IM.com – Batu prasasti era Kerajaan Singasari yang ditemukan di Dusun Rejoso, Desa/Kecamatan Gondang, Kabupaten Mojokerto, semakin tak terawat dan memprihatinkan. Padahal, prasasti ini memiliki keunikan sendiri dibanding situs peninggalan lain dari era yang sama.
Prasasti Gondang tidak sepenuhnya berbentuk gunungan wayang utuh seperti lazimnya batu peninggalan lain yang dikeluarkan oleh raja Singasari maupun Majapahit. Hal itu menandakan batu cagar budaya tersebut dibuat untuk menandai adanya peristiwa bersejarah yang terjadi pada masa itu.
Balai Pelestarian Cagar Budaya (BPCB) Jatim memperkirakan batu prasasti ini tidak dikeluarkan oleh Raja Singasari, Kertanegara. Melainkan raja bawahan di wilayah kekuasaan (perdikan) Singasari.
“Mojokerto termasuk menjadi daerah kekuasaan Singasari selain Gresik dan Surabaya,” kata Arkeokog BPCB Jatim, Wicaksono Dwi Nugroho saat meninjau Prasasti Gondang, Jumat (5/6/2020).
Prasasti yang dipahat pada batu andesit tersebut mempunyai diameter 127 cm. Bagian yang tampak setinggi 54 cm. Sebagian besar batu ini masih terpendam di dalam sawah yang kini ditanami jagung.
Setiap prasasti berisi pujian-pujian untuk raja, nama para pejabat yang hadir saat pembuatan prasasti, isi prasasti dan kutukan-kutukan. Tidak jauh dari tempat prasasti dipasang, biasanya terdapat bangunan suci.

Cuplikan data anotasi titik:
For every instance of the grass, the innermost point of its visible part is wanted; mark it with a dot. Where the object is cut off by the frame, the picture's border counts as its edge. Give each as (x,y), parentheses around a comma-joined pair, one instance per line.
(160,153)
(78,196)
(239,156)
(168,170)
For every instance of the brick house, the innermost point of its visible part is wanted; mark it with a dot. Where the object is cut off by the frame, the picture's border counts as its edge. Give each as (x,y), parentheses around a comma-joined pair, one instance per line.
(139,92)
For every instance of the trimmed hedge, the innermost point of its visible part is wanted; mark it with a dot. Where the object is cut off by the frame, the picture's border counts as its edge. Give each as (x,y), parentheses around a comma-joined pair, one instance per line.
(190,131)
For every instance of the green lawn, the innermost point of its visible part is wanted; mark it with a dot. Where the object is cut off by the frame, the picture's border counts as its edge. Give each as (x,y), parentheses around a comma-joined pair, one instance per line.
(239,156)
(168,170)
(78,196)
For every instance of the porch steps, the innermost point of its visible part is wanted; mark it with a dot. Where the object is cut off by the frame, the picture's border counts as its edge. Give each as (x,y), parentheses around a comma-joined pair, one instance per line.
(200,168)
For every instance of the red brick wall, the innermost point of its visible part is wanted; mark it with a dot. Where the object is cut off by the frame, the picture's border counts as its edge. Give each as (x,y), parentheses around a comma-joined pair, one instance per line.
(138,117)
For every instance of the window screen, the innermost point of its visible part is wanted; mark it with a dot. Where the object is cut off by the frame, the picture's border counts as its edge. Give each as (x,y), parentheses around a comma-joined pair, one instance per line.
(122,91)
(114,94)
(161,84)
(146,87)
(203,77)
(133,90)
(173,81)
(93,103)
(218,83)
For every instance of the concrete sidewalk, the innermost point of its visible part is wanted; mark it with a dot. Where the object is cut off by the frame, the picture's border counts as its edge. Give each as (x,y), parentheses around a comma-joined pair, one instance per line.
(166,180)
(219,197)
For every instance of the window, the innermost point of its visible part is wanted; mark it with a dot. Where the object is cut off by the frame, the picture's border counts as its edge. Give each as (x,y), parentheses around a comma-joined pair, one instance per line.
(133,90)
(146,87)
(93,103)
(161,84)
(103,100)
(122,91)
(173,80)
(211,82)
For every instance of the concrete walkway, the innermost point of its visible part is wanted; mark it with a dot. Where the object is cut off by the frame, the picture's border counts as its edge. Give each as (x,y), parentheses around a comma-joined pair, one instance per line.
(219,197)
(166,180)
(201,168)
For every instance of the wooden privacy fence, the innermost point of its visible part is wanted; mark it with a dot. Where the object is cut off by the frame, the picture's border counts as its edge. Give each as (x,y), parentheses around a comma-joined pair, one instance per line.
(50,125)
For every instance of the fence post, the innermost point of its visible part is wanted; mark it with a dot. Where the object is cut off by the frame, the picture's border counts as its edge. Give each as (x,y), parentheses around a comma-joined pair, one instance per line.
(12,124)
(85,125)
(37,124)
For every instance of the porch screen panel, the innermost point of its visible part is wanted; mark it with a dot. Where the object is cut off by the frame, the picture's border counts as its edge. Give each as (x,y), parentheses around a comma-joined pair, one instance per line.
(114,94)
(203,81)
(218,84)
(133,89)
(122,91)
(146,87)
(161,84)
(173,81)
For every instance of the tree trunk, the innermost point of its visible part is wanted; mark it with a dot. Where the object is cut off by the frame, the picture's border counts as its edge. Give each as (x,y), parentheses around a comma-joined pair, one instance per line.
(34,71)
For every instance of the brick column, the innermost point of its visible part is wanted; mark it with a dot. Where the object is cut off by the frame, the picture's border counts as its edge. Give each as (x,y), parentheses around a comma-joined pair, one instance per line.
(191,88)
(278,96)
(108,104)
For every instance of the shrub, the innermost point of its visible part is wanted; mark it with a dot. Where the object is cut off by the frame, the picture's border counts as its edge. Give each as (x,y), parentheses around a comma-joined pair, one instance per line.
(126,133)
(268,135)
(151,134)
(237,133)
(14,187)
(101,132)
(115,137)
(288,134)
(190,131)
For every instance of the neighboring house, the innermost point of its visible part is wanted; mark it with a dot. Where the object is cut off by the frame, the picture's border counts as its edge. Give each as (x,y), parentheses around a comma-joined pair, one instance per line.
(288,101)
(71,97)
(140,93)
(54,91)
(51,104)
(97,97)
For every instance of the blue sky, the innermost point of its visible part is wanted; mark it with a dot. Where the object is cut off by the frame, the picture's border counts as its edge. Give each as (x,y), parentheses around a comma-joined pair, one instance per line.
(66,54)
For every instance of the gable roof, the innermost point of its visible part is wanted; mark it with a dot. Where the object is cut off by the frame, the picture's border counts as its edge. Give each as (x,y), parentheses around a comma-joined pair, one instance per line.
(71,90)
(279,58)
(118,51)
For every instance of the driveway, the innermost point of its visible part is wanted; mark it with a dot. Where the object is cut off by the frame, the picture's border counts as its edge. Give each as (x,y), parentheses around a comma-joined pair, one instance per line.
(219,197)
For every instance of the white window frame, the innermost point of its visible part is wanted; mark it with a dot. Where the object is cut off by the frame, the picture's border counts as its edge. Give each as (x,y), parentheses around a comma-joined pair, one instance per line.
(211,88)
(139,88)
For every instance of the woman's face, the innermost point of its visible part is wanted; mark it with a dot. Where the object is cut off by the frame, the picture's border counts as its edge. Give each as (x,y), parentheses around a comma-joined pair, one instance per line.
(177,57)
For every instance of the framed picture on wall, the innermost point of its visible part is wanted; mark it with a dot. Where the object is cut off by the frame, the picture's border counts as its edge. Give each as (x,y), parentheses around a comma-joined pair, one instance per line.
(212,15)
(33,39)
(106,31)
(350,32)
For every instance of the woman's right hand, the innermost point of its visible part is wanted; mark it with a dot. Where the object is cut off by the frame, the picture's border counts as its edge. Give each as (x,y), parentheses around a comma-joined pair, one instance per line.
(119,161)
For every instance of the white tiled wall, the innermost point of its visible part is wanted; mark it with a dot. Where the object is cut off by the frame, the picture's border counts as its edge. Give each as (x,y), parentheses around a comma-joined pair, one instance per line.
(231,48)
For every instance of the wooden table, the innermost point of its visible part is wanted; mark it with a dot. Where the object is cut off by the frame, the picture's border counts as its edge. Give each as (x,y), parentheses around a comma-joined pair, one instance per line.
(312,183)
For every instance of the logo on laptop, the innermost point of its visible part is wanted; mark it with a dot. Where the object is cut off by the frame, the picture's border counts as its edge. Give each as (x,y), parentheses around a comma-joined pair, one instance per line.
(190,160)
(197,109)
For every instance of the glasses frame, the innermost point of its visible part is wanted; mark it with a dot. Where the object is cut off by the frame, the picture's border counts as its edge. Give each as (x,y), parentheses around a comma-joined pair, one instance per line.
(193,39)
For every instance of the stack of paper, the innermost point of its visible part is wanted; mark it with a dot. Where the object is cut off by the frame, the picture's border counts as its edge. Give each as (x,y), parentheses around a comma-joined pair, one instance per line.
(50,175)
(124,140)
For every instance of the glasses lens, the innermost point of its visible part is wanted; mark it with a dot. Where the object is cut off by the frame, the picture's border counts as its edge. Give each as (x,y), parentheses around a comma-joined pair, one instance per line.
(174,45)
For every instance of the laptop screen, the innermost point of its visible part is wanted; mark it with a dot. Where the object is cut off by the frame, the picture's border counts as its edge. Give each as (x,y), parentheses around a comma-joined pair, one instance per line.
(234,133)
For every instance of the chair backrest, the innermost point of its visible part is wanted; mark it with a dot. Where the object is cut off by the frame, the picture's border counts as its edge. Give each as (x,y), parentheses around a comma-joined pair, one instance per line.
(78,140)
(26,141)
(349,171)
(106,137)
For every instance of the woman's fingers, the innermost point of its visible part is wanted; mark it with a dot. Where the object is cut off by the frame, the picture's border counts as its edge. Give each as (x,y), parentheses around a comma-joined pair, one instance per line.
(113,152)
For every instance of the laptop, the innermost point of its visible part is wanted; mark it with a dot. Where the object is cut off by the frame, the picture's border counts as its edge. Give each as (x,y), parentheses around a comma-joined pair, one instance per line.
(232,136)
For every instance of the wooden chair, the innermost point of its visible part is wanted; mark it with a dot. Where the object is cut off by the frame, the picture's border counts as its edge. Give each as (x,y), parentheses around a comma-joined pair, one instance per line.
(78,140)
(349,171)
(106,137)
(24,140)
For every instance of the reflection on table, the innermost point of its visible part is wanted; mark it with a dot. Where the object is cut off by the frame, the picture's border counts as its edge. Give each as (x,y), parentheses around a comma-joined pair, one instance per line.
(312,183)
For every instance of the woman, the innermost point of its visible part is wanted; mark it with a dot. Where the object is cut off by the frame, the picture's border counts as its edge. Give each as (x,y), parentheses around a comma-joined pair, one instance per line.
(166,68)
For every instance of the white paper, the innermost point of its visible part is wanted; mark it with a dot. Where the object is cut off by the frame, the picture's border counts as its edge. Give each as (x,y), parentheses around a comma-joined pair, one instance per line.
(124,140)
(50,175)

Perintah 1:
Menurut artikel tentang Prasasti Gondang, berapa diameter batu prasasti itu?
Perintah 2:
Teruskan artikel tentang Prasasti Gondang, mulai setelah kalimat terakhirnya.
Daftar ini tidak berkaitan dengan artikel tentang Prasasti Gondang.

Jawaban 1:
127 cm.

Jawaban 2:
“Karena hasil pajak yang tidak dipungut oleh raja pada zaman dulu digunakan untuk merawat bangunan suci,” terang Wicaksono.
Pada salah satu permukaan datar batu tersebut, terukir 3 baris kalimat menggunakan aksara Jawa Kuno. Baris pertama berbunyi “I … titi … nirat bo/wa(?)”, baris kedua “iguna bala sasana”, sedangkan baris ketiga bertuliskan angka tahun, yaitu 1197 saka atau 1275 masehi.
Berdasarkan angka tahunnya, prasasti ini dibuat pada masa kekuasaan Raja Kertanegara dari Kerajaan Singasari. Prasasti ini menandakan wilayah Singasari sampai Mojokerto sebelum ada Majapahit.
Saat ini, kondisi Prasasti Gondang yang berada di lahan sawah milik Atkim, warga Dusun Rejoso, Desa/Kecamatan Gondang itu kian memprihatinkan. Padahal prasasti itu dikelola Dinas Kebudayaan dan Pariwisata Jatim dan menunjuk pemilik sawah sebagai juru pemeliharaannya.
“Melihat kondisinya yang memprihatinkan, kami akan segera laporkan ke Dinas Kebudayaan supaya diberi cungkup agar tidak semakin parah ausnya,” tandas Wicaksono. (im)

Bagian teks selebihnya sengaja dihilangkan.